Start of Listed entries

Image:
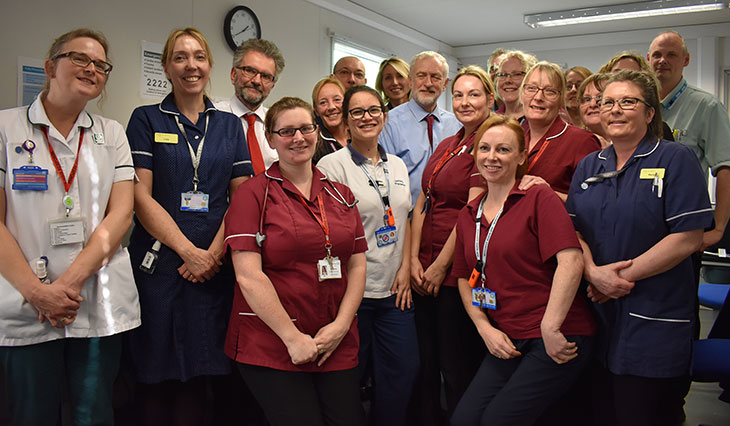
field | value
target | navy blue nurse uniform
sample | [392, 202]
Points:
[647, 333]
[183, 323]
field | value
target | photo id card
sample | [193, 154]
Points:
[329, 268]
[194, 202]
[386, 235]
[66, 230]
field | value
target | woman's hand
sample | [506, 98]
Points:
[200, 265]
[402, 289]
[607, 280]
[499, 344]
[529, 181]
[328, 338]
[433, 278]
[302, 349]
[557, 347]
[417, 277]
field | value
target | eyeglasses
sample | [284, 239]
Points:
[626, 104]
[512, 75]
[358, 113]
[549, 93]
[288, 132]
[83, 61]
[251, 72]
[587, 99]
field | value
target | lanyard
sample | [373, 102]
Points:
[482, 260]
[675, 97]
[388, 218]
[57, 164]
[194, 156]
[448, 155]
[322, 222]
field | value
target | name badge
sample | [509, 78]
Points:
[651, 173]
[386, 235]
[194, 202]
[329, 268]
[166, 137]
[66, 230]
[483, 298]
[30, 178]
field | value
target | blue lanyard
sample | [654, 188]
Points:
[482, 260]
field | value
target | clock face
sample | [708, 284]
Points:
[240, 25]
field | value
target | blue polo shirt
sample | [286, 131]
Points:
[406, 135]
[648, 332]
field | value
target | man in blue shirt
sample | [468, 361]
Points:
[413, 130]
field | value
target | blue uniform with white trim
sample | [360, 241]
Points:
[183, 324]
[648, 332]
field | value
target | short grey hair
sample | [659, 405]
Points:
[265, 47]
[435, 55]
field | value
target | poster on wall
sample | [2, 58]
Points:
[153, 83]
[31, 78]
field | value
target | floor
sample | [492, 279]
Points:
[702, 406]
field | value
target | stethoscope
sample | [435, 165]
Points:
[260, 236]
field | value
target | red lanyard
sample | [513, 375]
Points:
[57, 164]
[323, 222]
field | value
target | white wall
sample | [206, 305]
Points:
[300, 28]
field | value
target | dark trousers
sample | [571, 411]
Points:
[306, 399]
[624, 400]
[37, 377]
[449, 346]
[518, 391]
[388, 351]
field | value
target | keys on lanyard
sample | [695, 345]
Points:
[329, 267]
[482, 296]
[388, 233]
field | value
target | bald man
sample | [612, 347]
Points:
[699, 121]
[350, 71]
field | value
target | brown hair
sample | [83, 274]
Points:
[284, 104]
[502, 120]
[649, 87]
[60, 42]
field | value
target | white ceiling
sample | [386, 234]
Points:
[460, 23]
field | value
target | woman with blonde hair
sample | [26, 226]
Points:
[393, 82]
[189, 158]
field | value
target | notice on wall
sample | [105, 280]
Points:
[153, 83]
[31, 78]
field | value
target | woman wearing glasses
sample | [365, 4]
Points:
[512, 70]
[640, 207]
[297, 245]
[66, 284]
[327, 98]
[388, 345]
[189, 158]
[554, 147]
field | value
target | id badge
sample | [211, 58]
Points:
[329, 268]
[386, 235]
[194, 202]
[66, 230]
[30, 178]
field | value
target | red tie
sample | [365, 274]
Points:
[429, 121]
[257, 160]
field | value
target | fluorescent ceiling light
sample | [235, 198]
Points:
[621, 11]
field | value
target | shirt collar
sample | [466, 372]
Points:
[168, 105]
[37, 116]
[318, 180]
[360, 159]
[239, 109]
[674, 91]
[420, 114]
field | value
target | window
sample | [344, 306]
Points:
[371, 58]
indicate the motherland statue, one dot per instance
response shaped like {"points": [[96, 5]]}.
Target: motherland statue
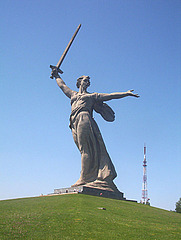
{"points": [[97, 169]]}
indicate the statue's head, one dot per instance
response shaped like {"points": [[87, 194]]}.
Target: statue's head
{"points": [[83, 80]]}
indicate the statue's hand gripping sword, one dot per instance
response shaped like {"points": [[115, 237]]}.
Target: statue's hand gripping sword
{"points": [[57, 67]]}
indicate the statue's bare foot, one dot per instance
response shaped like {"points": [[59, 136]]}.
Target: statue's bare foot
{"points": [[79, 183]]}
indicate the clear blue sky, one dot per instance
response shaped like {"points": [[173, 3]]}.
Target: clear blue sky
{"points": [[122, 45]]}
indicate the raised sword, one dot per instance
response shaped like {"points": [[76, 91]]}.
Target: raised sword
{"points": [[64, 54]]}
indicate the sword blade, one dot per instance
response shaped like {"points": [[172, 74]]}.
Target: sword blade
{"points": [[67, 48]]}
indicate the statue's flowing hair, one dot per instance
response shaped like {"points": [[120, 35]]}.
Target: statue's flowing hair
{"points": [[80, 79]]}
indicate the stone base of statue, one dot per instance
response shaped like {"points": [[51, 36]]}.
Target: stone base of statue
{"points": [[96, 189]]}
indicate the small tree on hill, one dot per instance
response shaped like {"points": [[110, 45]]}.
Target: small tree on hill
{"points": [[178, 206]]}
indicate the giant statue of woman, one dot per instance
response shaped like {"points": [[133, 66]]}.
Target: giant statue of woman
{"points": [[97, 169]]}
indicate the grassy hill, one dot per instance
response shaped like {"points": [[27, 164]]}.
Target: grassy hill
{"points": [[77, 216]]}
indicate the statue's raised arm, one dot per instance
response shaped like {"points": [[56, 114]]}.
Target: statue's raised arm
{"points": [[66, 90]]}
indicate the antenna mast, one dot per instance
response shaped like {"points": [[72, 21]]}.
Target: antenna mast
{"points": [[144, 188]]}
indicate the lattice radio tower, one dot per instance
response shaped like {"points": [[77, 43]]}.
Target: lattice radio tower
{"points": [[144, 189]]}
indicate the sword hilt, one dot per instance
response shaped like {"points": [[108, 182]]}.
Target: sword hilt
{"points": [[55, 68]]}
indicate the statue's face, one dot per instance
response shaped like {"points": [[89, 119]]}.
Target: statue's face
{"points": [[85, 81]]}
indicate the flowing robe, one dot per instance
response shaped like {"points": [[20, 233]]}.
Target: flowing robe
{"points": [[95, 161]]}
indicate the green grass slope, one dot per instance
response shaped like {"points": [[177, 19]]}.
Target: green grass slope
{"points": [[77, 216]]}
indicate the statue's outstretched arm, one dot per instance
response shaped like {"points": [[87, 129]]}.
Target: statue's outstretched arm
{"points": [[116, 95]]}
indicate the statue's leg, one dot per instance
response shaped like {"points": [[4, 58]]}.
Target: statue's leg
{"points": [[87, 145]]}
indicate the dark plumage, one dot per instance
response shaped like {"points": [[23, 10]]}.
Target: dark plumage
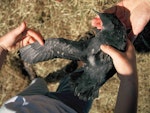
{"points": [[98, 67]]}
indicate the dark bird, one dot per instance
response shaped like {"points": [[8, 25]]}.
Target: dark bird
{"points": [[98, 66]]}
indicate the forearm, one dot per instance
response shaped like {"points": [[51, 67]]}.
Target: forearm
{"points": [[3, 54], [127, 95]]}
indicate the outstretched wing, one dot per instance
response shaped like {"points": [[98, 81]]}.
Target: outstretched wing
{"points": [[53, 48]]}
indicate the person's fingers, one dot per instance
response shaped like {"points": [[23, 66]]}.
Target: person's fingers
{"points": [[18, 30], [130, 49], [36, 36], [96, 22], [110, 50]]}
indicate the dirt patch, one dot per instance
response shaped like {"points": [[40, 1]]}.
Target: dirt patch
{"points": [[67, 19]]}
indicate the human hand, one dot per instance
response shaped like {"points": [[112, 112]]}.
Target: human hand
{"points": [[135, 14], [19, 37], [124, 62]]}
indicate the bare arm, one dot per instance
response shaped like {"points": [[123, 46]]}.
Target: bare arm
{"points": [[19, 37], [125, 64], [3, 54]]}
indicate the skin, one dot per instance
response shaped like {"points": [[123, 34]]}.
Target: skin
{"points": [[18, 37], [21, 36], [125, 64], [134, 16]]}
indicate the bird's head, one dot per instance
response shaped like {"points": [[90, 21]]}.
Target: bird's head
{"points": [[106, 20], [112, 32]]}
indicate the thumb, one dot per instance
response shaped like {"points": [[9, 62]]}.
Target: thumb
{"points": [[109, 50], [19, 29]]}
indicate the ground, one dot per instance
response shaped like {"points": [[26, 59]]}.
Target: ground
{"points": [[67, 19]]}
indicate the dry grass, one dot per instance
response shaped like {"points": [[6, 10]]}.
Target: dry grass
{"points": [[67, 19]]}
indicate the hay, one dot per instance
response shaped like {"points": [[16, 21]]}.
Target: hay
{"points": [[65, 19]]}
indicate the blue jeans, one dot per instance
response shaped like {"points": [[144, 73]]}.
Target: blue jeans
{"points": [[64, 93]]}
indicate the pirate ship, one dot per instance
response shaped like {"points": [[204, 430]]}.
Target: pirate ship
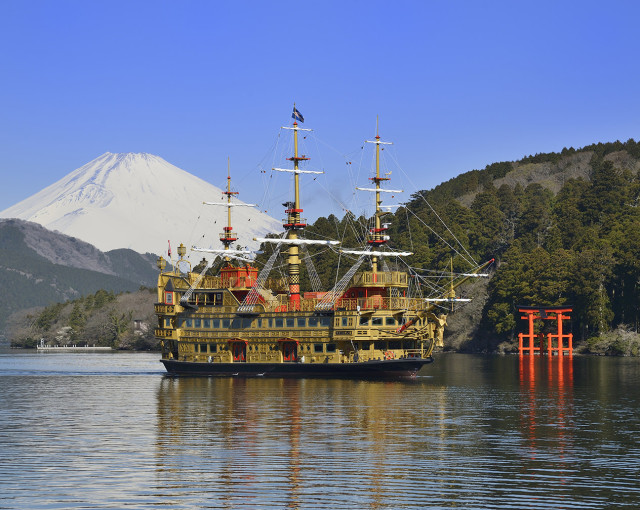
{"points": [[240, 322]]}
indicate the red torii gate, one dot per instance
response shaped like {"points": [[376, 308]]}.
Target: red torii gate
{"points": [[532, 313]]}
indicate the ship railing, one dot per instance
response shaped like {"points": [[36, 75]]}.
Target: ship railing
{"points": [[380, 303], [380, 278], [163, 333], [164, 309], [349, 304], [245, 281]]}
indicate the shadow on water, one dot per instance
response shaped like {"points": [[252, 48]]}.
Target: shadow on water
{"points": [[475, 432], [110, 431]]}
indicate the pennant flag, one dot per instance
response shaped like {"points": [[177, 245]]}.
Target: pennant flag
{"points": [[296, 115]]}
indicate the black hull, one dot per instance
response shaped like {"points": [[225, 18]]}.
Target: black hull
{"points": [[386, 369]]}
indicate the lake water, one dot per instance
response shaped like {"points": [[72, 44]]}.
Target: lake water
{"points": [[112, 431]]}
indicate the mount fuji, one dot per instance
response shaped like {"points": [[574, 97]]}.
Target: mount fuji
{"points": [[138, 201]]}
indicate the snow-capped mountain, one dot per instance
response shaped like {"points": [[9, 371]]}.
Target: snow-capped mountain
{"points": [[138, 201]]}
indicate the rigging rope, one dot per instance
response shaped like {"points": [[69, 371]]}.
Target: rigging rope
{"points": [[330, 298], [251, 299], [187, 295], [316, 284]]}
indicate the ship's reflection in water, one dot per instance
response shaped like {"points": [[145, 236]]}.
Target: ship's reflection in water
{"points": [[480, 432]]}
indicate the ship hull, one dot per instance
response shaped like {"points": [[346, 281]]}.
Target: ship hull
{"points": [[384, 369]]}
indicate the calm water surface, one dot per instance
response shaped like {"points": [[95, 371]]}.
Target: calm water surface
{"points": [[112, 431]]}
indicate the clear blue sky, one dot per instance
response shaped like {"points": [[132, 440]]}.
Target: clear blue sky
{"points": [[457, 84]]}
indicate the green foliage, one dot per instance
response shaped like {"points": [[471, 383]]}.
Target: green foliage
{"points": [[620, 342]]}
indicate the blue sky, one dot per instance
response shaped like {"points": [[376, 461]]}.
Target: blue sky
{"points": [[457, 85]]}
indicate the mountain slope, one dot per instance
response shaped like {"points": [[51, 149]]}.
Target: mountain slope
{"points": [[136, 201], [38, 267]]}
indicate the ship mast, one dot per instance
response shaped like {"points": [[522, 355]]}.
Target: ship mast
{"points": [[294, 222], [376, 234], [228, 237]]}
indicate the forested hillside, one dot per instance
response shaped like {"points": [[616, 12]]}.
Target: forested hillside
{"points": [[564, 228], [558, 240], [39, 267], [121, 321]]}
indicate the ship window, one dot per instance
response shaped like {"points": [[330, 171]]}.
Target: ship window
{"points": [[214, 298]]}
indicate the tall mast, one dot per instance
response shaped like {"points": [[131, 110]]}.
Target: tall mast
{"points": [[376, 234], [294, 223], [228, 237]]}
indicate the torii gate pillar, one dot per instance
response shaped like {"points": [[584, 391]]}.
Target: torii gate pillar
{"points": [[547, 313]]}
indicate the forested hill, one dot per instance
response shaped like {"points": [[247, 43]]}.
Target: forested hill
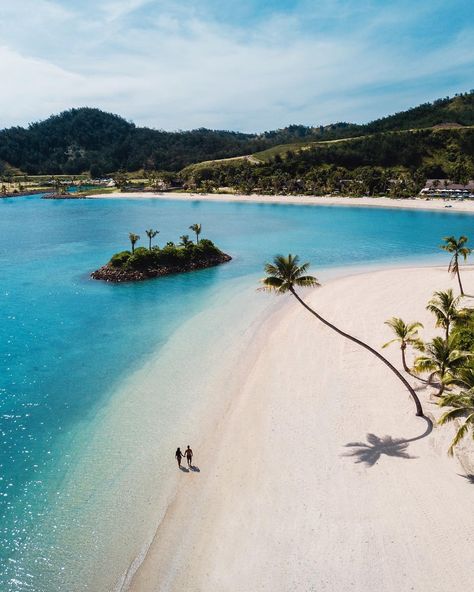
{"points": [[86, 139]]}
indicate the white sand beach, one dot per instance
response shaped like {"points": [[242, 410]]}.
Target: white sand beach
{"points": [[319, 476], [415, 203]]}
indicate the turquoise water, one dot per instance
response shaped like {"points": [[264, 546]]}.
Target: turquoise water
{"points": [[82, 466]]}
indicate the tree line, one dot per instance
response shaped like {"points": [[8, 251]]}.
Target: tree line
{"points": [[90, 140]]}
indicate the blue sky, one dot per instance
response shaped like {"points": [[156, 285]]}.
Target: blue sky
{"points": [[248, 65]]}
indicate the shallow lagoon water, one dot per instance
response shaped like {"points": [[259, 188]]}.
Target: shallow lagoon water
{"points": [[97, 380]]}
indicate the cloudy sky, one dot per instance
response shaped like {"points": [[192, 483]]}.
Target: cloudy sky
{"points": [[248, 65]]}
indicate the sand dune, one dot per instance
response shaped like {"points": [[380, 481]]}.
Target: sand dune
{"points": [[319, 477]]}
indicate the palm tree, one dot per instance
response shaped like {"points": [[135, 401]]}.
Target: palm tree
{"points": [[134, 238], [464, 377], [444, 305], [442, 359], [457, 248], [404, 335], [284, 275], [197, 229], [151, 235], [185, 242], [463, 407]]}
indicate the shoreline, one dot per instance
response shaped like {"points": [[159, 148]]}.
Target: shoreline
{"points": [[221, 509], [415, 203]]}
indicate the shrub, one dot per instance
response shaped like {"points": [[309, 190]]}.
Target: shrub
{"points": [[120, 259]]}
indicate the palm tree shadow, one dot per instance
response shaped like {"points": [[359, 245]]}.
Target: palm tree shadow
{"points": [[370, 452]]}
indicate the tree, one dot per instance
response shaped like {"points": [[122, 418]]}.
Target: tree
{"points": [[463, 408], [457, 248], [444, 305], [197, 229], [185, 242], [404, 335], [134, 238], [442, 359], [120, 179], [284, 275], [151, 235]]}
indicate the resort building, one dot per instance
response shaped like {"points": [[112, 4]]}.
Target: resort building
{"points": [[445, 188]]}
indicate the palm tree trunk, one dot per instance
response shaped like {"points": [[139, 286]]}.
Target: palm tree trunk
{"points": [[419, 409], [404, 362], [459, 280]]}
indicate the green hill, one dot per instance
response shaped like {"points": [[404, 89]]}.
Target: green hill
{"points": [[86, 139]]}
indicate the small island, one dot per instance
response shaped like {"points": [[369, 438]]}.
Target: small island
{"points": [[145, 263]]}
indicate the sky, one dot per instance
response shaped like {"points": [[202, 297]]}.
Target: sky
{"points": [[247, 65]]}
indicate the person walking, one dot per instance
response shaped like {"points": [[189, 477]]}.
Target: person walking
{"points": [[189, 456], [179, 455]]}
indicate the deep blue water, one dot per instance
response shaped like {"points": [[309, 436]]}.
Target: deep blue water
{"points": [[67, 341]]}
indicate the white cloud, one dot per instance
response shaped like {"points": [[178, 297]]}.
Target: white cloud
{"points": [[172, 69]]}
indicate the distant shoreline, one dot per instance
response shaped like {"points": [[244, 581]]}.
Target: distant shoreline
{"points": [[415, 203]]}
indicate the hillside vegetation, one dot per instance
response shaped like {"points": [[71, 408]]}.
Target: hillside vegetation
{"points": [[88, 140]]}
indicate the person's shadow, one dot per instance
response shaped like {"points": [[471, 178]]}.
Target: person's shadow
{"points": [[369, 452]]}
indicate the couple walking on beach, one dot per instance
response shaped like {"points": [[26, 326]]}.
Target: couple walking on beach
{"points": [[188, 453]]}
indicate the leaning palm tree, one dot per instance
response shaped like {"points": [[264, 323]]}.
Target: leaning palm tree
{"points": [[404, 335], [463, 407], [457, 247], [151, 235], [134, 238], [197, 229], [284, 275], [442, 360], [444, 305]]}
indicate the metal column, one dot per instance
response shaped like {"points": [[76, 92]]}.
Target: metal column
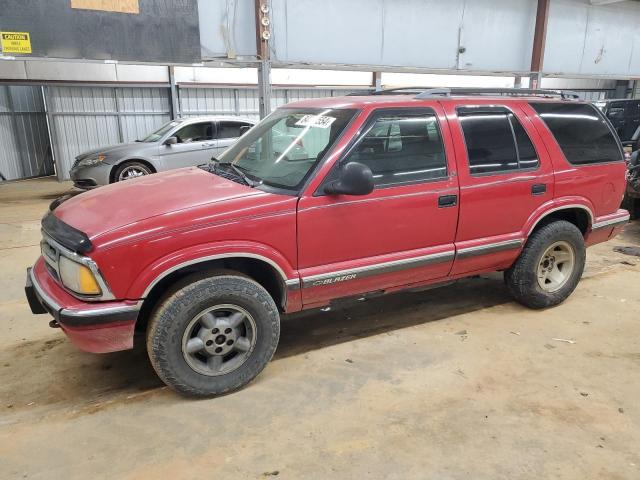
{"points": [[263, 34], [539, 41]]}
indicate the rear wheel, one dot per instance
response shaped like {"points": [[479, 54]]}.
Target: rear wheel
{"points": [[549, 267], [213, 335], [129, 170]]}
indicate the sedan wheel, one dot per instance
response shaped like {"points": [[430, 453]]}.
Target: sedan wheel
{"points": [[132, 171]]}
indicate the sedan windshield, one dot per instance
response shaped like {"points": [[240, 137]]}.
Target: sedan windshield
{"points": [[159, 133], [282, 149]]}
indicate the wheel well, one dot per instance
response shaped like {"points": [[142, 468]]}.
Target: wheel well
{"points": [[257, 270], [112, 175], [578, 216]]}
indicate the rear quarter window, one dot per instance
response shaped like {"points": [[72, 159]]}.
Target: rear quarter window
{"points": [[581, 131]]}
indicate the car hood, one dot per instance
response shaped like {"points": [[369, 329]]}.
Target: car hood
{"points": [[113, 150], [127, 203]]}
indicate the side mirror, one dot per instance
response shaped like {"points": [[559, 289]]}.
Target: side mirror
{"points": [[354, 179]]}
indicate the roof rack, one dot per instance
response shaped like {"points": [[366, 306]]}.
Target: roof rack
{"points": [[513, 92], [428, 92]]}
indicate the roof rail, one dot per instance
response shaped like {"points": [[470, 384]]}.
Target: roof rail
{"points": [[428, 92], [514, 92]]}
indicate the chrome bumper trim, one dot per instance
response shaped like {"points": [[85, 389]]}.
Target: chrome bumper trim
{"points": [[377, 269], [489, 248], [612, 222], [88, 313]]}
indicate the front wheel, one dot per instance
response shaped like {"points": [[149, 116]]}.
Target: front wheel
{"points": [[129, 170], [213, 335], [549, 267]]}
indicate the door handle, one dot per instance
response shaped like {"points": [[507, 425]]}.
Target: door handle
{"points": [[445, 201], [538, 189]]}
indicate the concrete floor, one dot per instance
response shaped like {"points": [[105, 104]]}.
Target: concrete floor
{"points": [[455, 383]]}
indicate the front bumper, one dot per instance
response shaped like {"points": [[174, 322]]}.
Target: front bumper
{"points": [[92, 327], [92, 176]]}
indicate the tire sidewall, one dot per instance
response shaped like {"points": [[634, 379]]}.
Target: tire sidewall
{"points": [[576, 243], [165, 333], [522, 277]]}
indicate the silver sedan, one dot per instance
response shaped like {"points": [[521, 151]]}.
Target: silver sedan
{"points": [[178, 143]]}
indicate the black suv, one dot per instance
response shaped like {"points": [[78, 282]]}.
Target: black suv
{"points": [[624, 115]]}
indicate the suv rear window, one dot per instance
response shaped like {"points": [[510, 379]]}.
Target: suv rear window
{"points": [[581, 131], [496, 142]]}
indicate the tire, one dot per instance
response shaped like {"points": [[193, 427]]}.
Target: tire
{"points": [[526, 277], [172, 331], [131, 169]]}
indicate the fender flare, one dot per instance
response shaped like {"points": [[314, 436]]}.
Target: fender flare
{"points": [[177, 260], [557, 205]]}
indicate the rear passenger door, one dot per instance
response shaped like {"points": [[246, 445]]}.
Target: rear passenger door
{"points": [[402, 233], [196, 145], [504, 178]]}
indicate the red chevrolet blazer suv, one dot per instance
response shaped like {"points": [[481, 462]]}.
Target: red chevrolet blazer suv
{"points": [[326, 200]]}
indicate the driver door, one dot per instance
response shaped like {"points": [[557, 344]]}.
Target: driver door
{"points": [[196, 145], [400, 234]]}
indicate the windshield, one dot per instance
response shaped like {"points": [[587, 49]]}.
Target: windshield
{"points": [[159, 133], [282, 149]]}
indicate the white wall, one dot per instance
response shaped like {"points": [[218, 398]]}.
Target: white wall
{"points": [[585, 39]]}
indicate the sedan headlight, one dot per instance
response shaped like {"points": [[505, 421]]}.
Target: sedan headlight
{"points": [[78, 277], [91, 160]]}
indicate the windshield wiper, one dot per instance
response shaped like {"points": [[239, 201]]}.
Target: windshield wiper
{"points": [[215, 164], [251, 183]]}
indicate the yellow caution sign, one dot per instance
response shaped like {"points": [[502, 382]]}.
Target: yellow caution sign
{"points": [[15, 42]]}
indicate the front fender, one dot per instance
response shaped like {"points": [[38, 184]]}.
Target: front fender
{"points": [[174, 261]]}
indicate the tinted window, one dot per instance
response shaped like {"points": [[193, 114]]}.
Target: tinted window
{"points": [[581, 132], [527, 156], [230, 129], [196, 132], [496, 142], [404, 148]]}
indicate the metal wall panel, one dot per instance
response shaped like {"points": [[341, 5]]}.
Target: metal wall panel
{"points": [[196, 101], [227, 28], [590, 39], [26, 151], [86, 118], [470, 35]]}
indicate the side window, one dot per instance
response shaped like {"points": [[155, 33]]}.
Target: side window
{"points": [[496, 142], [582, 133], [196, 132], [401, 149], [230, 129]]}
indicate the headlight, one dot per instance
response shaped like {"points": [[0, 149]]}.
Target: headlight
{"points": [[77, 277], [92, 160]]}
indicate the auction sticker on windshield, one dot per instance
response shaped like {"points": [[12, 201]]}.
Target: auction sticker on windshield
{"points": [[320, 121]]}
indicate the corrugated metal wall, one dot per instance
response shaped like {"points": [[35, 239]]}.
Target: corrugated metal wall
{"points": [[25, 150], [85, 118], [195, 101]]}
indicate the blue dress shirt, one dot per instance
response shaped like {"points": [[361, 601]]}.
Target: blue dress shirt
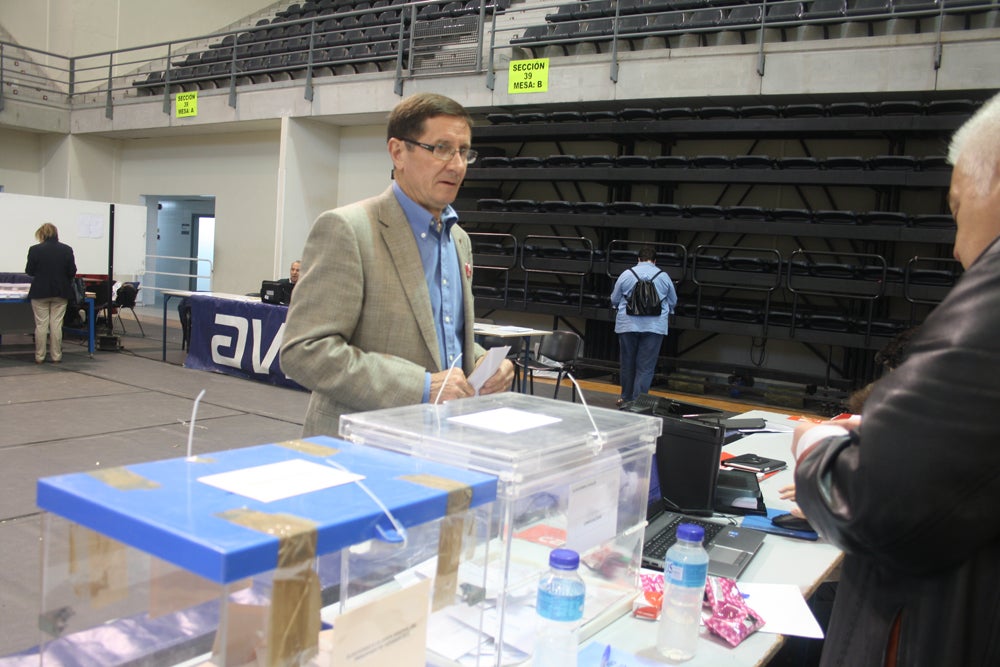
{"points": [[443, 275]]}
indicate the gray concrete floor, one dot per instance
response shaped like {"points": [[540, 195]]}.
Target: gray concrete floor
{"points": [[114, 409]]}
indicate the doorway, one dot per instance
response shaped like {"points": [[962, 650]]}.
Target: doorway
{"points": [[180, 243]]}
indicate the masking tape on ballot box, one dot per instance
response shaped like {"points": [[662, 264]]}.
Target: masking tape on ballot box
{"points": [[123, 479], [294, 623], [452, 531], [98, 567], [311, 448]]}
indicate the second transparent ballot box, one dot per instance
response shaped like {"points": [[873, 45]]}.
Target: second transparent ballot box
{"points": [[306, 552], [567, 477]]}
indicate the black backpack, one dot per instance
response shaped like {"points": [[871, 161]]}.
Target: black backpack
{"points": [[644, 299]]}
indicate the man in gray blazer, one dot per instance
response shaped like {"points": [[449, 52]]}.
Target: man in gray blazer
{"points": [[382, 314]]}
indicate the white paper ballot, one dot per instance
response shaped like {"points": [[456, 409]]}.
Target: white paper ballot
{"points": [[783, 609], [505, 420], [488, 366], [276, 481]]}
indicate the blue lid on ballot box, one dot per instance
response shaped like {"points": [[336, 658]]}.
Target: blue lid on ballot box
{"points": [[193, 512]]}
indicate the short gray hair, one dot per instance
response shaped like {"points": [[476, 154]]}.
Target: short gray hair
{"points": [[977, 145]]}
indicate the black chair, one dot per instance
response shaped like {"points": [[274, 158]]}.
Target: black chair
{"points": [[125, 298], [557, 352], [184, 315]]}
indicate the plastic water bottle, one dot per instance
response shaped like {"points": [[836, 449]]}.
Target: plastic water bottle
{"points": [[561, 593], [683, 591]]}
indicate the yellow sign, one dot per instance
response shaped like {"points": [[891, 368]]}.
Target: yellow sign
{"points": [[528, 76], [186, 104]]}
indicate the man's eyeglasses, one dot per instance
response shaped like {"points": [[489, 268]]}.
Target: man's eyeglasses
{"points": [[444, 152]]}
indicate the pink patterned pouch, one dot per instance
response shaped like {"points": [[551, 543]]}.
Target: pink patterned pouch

End of Listed entries

### Required work:
Reproduce the records word for word, please, from their first line up to and including the line that contains "sample | [509, 78]", but no pictures.

### Solution:
Image:
field | value
target | navy blue nurse uniform
sample | [392, 202]
Points:
[647, 333]
[183, 323]
field | value
target | photo id card
sample | [193, 154]
Points:
[329, 268]
[194, 202]
[386, 235]
[66, 230]
field | value
target | woman's hand
sample | [506, 98]
Points:
[200, 265]
[402, 289]
[607, 280]
[499, 344]
[529, 181]
[328, 338]
[433, 278]
[302, 349]
[557, 347]
[417, 277]
field | value
target | eyeglasses
sample | [284, 239]
Points:
[626, 104]
[512, 75]
[358, 113]
[549, 93]
[288, 132]
[83, 61]
[251, 72]
[587, 99]
field | value
target | lanyard
sample | [373, 102]
Points:
[482, 260]
[675, 97]
[388, 218]
[57, 164]
[194, 156]
[448, 155]
[322, 222]
field | value
target | name badge
sample | [509, 78]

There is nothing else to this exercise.